2. A segunda opção oferecia $100 garantidos.

A maioria dos participantes escolheu a opção “segura”, ainda que a opção com risco tivesse um maior valor esperado.

A aversão à perda pode levar a decisões que são irracionais ou ineficientes. Por exemplo, as pessoas podem ser mais propensas a manter um investimento perdedor do que a vender e assumir uma perda. Isso ocorre porque a aversão à perda pode fazer com que as pessoas vejam o investimento perdedor como um custo irrecuperável, o que torna mais difícil tomar uma decisão racional.

Debates

Num cenário atual de debate, destacam-se dois paradigmas em finanças: a teoria dos mercados eficientes e as finanças comportamentais. A teoria dos mercados eficientes postula a eficiência informacional, onde os preços refletem todas as informações disponíveis, a racionalidade dos investidores na tomada de decisões e a impossibilidade de alcançar lucros anormais. Esta perspetiva sugere que todas as ações são negociadas pelo seu preço justo.

Por outro lado, as finanças comportamentais argumentam que fatores emocionais e cognitivos influenciam os investidores, podendo distorcer os preços dos ativos. Embora a teoria dos mercados eficientes afirme que os preços refletem todas as informações, as finanças comportamentais questionam essa premissa. Evidências empíricas indicam que os investidores são frequentemente afetados por emoções como medo e ganância, desafiando a ideia de eficiência total.

Para além das evidências empíricas, há suporte teórico nas finanças comportamentais, que oferecem uma explicação sobre como os enviesamentos emocionais e cognitivos dos investidores podem distorcer os preços dos ativos.

Anomalias de Mercado

Muitas vezes, como consequência dos enviesamentos, ocorre algo a que chamamos de anomalias de mercado. As anomalias de mercado são acontecimentos ou ocorrências nos mercados financeiros que não vão de encontro àquilo que foi previsto pelos modelos financeiros.

Existe, por exemplo, o chamado Efeito Momentum, isto é, existe uma tendência para os ativos que recentemente registaram retornos elevados a continuarem a superar o desempenho, enquanto ativos com baixos retornos tendem a continuar a ter um desempenho inferior.

Esta anomalia pode ser explicada pela reação excessiva dos investidores, pela sub-reação a novas informações e pelo comportamento da procura.

Outro exemplo de anomalia de mercado é o Efeito janeiro. De acordo com o efeito janeiro, as ações que tiveram um desempenho inferior no quarto trimestre do ano anterior tendem a superar as médias de referência dos mercados, ou por outras palavras, o retorno das ações é maior no mês de janeiro em comparação com o resto do ano.

DADOS DE ENTRADA.
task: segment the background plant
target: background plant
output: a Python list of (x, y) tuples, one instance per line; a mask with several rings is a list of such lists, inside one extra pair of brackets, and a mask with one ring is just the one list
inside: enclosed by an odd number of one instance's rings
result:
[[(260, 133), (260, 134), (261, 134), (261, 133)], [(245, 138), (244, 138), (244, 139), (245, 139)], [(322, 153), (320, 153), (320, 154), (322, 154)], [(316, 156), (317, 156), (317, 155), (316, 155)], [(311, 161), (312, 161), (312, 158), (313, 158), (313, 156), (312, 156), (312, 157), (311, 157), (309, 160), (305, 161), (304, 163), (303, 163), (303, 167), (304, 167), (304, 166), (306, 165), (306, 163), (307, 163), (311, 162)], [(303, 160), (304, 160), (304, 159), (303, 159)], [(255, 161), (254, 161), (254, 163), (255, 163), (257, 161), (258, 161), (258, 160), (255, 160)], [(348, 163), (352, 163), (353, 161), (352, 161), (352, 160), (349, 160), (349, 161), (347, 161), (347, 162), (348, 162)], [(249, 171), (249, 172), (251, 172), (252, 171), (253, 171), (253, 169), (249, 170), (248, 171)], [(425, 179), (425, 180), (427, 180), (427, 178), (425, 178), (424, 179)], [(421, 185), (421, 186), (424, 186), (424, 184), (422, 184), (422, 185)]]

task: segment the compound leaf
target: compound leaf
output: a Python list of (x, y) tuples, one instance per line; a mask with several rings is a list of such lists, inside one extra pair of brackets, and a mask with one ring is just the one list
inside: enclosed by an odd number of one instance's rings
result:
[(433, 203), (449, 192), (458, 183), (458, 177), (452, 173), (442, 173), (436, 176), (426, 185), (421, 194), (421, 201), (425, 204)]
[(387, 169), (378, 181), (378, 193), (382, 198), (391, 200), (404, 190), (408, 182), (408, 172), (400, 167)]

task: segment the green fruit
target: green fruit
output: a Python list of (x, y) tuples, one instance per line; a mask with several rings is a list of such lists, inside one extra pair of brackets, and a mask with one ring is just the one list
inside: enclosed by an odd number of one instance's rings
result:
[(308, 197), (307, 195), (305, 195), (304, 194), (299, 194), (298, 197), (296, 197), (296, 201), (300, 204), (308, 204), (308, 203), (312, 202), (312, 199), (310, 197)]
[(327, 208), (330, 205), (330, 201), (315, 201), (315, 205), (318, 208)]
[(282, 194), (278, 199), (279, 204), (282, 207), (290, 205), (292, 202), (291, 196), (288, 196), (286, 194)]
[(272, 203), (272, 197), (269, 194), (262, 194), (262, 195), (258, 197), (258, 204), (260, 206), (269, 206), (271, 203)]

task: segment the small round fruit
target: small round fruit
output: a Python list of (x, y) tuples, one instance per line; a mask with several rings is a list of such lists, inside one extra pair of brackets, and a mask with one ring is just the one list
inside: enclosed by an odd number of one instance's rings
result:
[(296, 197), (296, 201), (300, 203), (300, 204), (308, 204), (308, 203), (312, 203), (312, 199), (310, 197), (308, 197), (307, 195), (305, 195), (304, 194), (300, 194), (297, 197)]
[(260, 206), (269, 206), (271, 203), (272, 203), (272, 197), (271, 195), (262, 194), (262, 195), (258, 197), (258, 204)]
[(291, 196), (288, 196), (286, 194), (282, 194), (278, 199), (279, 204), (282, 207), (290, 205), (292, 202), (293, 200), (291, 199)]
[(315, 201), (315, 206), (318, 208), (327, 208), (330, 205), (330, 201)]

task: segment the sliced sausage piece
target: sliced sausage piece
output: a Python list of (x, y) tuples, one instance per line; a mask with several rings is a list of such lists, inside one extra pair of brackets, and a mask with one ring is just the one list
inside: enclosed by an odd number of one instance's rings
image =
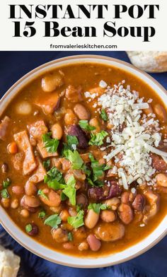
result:
[(91, 234), (88, 236), (87, 242), (88, 243), (89, 247), (93, 252), (98, 251), (101, 247), (101, 242), (98, 240), (93, 234)]
[(10, 131), (11, 120), (8, 117), (5, 117), (0, 124), (0, 139), (5, 141), (8, 131)]
[(152, 158), (152, 167), (155, 168), (156, 170), (160, 171), (161, 172), (167, 172), (167, 163), (163, 160), (160, 156), (156, 154), (151, 154)]
[(38, 141), (41, 140), (42, 136), (48, 131), (43, 120), (37, 121), (27, 127), (30, 135)]
[(98, 238), (104, 242), (115, 242), (123, 237), (125, 227), (122, 224), (117, 223), (103, 223), (96, 228), (95, 234)]
[(128, 204), (122, 203), (118, 208), (119, 216), (125, 224), (129, 224), (133, 220), (133, 211)]
[(79, 148), (86, 148), (88, 146), (88, 138), (85, 132), (81, 129), (79, 125), (71, 125), (67, 131), (68, 135), (76, 136), (79, 141)]
[(143, 211), (145, 206), (145, 197), (142, 194), (137, 194), (132, 206), (137, 211)]
[(74, 107), (74, 111), (79, 119), (88, 120), (90, 119), (90, 112), (81, 104), (76, 104)]
[(60, 98), (56, 93), (47, 94), (46, 96), (41, 95), (36, 101), (35, 105), (40, 107), (45, 114), (52, 114), (54, 110), (58, 109), (60, 102)]
[(45, 175), (46, 175), (46, 170), (44, 168), (44, 166), (39, 159), (37, 158), (38, 167), (35, 170), (33, 175), (29, 178), (30, 182), (33, 182), (34, 183), (38, 183), (40, 182), (43, 181)]
[(23, 165), (23, 175), (29, 175), (36, 168), (37, 163), (26, 131), (14, 134), (14, 140), (18, 148), (25, 153)]

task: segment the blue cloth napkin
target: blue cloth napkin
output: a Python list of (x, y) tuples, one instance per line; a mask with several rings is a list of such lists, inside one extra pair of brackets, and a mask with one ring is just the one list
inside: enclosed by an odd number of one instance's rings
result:
[[(38, 66), (66, 56), (93, 54), (128, 61), (125, 52), (0, 52), (0, 96), (19, 78)], [(167, 72), (151, 74), (167, 88)], [(21, 257), (27, 277), (165, 277), (167, 276), (167, 237), (152, 249), (126, 263), (104, 269), (81, 269), (59, 266), (31, 254), (15, 242), (0, 225), (0, 244)], [(22, 276), (22, 275), (21, 275)]]

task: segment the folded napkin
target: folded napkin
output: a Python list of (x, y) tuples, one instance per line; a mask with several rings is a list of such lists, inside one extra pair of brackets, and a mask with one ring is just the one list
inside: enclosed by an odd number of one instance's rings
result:
[[(98, 54), (129, 62), (125, 52), (0, 52), (1, 96), (19, 78), (35, 67), (54, 59), (81, 54)], [(167, 73), (151, 75), (167, 88)], [(18, 276), (21, 277), (167, 276), (167, 237), (136, 259), (120, 265), (93, 269), (66, 267), (39, 258), (19, 245), (1, 226), (0, 244), (13, 249), (21, 257), (21, 271)]]

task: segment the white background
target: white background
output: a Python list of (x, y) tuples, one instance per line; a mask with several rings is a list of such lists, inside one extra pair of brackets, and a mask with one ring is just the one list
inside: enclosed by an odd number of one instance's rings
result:
[[(82, 19), (50, 19), (49, 17), (44, 19), (28, 19), (25, 15), (23, 19), (9, 19), (8, 4), (33, 4), (48, 5), (62, 4), (64, 7), (67, 4), (71, 5), (74, 11), (77, 14), (77, 8), (75, 4), (108, 4), (108, 11), (104, 13), (105, 19), (96, 19), (96, 13), (93, 12), (91, 19), (88, 19), (84, 14)], [(139, 4), (144, 6), (144, 4), (159, 4), (160, 11), (156, 9), (156, 19), (148, 19), (148, 11), (145, 11), (142, 18), (134, 19), (130, 18), (127, 13), (122, 15), (122, 19), (113, 19), (113, 4), (124, 4), (129, 7), (131, 5)], [(64, 9), (65, 10), (65, 9)], [(48, 15), (50, 13), (48, 13)], [(61, 13), (63, 15), (63, 12)], [(22, 31), (25, 22), (35, 20), (35, 27), (37, 30), (36, 35), (32, 37), (13, 37), (14, 25), (13, 20), (21, 20)], [(59, 27), (69, 26), (96, 26), (97, 37), (44, 37), (44, 21), (55, 20), (59, 24)], [(153, 26), (156, 28), (156, 35), (150, 38), (150, 42), (143, 42), (142, 37), (132, 37), (129, 35), (121, 37), (116, 35), (113, 37), (103, 37), (103, 25), (106, 21), (116, 21), (116, 28), (121, 26)], [(0, 50), (55, 50), (59, 49), (50, 49), (50, 45), (69, 45), (69, 44), (97, 44), (97, 45), (116, 45), (115, 50), (167, 50), (167, 1), (166, 0), (1, 0), (0, 6)], [(87, 49), (71, 49), (72, 50), (86, 50)], [(97, 50), (97, 49), (95, 49)], [(70, 50), (69, 48), (61, 50)], [(93, 49), (88, 49), (93, 50)], [(99, 49), (99, 50), (102, 50)], [(103, 50), (111, 50), (111, 49), (103, 49)], [(114, 49), (113, 49), (114, 50)]]

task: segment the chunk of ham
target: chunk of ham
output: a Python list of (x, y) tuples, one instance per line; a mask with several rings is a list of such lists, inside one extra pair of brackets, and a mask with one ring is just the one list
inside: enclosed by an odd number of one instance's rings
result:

EXERCÍCIOS.
1. Reproduza, tal como estão nos registos, as linhas que começam na que contém "task: segment the green fruit" e terminam na que contém "206), (271, 203)]", incluindo ambas.
2. Prossiga o texto sobre finanças comportamentais a partir do ponto em que termina.

RESPOSTAS POR EXERCÍCIO.
1.
task: segment the green fruit
target: green fruit
output: a Python list of (x, y) tuples, one instance per line; a mask with several rings is a list of such lists, inside one extra pair of brackets, and a mask with one ring is just the one list
inside: enclosed by an odd number of one instance's rings
result:
[(308, 197), (307, 195), (305, 195), (304, 194), (299, 194), (298, 197), (296, 197), (296, 201), (300, 204), (308, 204), (308, 203), (312, 202), (312, 199), (310, 197)]
[(327, 208), (330, 205), (330, 201), (315, 201), (315, 205), (318, 208)]
[(282, 194), (278, 199), (279, 204), (282, 207), (290, 205), (292, 202), (291, 196), (288, 196), (286, 194)]
[(272, 203), (272, 197), (269, 194), (262, 194), (262, 195), (258, 197), (258, 204), (260, 206), (269, 206), (271, 203)]

2.
Rozeff and Kinney (1976) realizaram um estudo abrangente sobre as cotações da Bolsa de Valores de Nova Iorque de 1904 a 1974, concluindo que o retorno médio em janeiro era de 3,5%, enquanto nos outros meses era apenas de 0,5%

A explicação mais discutida para o Efeito Janeiro é a hipótese de "tax-loss selling" (venda para perda fiscal). Segundo esta teoria, investidores racionais vendem ações com perdas no final do ano fiscal para reduzir os impostos, aumentando assim as perdas de capital. Essa pressão de venda afeta negativamente as ações, que já apresentavam quedas, mas em janeiro, após o fim do ano fiscal, a pressão diminui, permitindo a recuperação dos preços.

Outra explicação proposta é o fenómeno de "window-dressing" (embelezamento da carteira)  por investidores institucionais, onde gestores de fundos vendem ações com desempenho inferior antes do final do ano para evitar revelar más escolhas aos investidores. Em janeiro, ocorre o oposto, com o reinvestimento em ações de empresas com menor valor de mercado e maior risco.

Continuando no campo das anomalias de mercado, destaca-se a anomalia das Reversões de Mercado. Foi detetada uma particularidade nos extremos do desempenho das ações ao longo de períodos, geralmente um ano. Constatou-se que as ações de empresas com melhor desempenho sofrem frequentemente uma inversão de cenário, tornando-se menos favorecidas no ano subsequente.

Esta anomalia é, de certo modo, fundamentada nos princípios de investimento: quando uma ação se destaca como líder de mercado, é provável que o seu valor reflita esse sucesso, levando-a muitas vezes a ser sobreavaliada.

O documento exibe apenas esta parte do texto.